### Exercise aim
Write out, unchanged, the part of the data that opens with the line containing "Pick out the sunglasses" and runs through the end of the data. Include that opening line and the final line.

Excerpts of pointing data:
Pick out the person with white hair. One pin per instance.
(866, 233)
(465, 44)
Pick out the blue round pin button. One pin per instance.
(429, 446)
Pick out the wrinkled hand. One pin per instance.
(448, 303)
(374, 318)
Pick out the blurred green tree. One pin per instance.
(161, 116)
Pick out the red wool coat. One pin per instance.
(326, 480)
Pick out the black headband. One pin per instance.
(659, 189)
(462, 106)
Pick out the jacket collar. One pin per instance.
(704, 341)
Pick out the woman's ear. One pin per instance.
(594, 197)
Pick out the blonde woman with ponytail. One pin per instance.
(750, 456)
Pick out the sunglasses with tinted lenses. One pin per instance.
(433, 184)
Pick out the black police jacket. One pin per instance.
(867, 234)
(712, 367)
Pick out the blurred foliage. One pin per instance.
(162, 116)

### Written response
Pick out the sunglasses with tinted lenses. One pin per instance.
(433, 184)
Pick out the black police jacket. One pin per instance.
(867, 234)
(712, 367)
Pick out the blurred foliage. One pin per instance.
(162, 116)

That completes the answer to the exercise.